▶ REQUIRED ACTION: Under this line are the records; write out word for word the part that begins at the line containing "Target: wooden upper cabinet" and ends at the line containing "Target: window pane", and no more.

[Records drawn from a dataset]
##############################
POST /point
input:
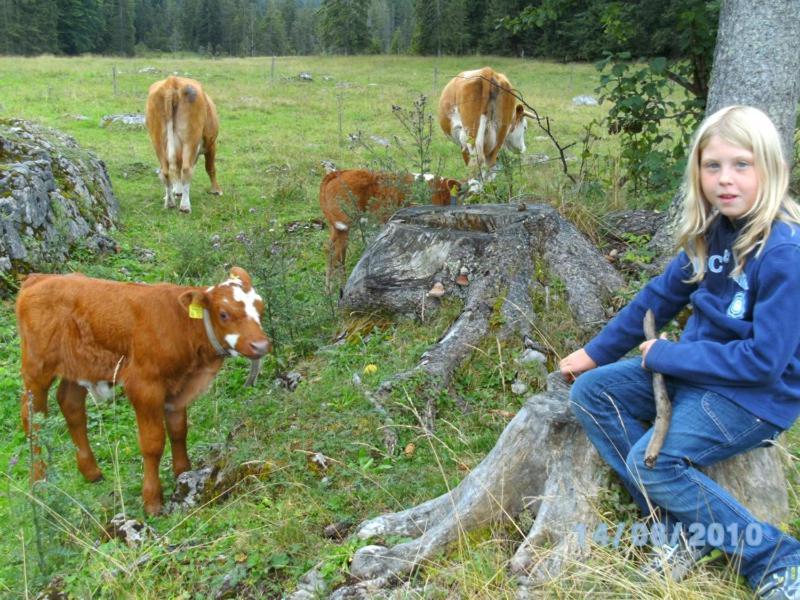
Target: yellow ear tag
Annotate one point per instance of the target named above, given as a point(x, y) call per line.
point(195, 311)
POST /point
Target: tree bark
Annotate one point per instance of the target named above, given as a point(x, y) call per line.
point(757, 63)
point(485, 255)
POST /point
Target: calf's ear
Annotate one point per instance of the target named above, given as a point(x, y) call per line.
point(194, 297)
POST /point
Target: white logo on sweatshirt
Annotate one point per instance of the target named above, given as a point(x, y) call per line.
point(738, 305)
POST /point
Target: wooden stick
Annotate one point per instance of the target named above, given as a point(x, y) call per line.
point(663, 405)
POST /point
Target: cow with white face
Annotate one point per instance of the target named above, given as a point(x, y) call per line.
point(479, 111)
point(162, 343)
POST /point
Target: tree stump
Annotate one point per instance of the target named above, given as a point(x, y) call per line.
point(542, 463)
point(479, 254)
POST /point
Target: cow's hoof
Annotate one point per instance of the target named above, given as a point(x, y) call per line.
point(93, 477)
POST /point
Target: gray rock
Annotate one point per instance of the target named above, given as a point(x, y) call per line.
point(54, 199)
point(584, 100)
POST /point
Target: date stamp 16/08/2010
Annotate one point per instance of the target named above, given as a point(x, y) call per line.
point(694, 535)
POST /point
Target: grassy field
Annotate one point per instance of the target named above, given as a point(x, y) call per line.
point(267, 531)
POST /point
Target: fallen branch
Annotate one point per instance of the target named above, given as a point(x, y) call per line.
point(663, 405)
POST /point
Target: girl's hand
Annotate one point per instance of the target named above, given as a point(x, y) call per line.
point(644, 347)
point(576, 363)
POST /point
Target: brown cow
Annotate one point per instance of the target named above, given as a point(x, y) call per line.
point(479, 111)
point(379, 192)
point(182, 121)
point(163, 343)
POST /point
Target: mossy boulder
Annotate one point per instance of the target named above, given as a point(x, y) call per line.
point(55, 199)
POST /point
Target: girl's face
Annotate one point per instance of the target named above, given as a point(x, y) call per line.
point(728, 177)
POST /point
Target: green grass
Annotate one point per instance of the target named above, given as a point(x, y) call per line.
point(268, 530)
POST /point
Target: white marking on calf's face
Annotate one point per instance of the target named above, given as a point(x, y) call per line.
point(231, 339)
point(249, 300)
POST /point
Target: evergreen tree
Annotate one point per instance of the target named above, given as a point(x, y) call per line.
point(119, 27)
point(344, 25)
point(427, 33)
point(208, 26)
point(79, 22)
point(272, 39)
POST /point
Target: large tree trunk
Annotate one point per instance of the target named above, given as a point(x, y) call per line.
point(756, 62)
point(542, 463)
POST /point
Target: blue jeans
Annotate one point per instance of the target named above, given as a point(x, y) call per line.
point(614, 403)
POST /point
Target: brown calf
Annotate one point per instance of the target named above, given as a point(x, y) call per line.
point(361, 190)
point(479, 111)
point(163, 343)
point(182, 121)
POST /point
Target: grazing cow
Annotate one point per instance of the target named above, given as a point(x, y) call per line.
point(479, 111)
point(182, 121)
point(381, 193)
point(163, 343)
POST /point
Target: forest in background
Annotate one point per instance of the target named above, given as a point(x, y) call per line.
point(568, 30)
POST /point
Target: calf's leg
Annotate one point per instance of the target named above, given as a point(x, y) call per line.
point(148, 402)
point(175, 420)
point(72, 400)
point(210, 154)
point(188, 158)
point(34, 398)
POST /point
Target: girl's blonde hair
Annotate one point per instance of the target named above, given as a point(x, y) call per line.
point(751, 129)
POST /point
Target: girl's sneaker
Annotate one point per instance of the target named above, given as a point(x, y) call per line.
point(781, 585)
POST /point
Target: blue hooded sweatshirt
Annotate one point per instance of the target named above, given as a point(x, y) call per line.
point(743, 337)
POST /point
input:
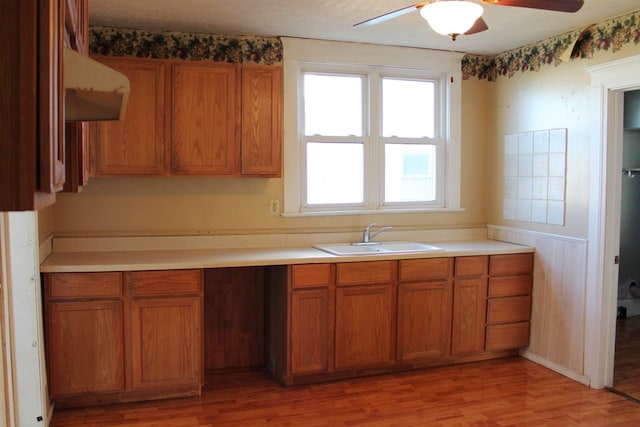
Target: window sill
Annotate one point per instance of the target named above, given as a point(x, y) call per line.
##############################
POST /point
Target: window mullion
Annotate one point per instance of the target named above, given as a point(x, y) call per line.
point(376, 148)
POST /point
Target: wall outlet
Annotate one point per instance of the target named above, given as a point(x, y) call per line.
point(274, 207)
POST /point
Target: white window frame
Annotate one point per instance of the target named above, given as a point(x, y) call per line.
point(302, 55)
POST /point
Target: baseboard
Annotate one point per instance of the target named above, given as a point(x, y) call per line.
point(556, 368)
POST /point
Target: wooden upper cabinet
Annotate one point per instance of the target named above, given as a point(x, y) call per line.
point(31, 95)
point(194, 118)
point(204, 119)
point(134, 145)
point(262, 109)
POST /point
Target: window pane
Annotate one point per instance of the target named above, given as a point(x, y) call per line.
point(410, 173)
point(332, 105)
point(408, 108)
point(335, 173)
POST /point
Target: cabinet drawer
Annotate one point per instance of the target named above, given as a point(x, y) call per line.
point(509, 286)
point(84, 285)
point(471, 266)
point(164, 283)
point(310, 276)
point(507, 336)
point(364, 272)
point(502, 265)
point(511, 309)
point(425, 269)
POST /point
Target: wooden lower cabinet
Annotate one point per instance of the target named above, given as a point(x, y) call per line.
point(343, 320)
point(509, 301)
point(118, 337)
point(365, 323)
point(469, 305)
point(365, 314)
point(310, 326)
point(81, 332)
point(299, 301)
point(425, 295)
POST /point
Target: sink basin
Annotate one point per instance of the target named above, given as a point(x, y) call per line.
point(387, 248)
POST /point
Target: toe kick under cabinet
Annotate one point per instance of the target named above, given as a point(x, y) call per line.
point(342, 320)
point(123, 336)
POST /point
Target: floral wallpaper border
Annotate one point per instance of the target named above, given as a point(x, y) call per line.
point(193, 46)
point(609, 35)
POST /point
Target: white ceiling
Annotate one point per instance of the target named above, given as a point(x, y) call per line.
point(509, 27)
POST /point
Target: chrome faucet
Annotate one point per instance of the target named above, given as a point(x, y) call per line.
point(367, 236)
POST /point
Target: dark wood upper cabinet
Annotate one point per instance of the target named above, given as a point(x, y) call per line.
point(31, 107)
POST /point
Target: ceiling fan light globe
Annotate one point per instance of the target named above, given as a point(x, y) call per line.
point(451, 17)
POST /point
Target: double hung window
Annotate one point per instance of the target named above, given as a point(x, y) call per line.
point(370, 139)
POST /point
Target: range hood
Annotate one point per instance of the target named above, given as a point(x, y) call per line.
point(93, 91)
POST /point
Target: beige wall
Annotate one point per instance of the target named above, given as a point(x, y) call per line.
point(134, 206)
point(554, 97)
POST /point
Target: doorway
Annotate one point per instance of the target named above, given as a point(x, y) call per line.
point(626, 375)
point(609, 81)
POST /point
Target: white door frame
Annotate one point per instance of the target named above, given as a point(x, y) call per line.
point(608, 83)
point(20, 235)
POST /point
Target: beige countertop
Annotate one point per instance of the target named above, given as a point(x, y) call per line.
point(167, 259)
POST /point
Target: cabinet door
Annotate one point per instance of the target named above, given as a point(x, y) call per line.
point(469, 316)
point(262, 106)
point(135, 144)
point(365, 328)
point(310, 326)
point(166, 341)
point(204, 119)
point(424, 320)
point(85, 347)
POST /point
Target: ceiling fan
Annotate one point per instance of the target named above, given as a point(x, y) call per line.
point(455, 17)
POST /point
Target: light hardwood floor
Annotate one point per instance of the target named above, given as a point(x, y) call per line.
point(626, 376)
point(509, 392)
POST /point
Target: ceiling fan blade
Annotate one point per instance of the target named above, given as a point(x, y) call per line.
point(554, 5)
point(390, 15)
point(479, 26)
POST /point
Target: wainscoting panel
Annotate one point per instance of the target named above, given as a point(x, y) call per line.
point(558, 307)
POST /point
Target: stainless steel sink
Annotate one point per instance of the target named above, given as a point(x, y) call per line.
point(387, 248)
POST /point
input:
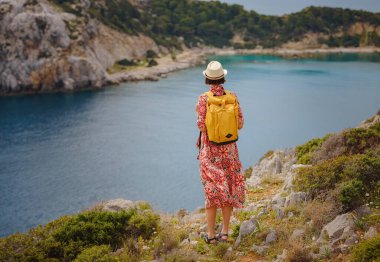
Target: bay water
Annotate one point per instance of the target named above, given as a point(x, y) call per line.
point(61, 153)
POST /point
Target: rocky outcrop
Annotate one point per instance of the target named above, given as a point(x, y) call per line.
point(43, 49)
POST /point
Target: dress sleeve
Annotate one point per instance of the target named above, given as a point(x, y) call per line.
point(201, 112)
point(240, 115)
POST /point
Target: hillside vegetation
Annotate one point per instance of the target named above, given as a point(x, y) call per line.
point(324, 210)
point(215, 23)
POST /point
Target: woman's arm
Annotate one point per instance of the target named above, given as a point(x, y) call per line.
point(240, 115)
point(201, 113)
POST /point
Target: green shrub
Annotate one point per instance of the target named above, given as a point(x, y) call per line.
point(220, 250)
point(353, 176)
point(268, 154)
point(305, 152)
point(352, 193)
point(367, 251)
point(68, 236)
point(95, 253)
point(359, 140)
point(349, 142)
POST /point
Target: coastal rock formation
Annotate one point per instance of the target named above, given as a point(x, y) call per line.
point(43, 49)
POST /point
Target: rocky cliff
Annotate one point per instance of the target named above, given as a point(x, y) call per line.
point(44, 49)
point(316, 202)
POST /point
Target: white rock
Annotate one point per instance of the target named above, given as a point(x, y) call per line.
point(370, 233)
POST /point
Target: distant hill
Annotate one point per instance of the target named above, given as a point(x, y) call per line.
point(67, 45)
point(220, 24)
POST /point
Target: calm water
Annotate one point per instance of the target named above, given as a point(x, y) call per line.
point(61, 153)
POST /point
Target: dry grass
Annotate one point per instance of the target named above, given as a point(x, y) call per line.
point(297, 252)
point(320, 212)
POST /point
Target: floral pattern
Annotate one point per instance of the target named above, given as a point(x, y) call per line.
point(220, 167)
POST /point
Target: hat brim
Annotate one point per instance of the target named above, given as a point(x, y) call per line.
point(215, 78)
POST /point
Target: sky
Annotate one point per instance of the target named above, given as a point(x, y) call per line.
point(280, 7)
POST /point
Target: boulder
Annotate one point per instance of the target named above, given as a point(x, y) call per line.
##############################
▶ YOUR RESPONSE:
Target: wooden upper cabinet
Annotate one point per instance of the target named above, given as a point(x, y) call per line.
point(31, 95)
point(194, 118)
point(204, 119)
point(134, 145)
point(262, 109)
POST /point
Target: window pane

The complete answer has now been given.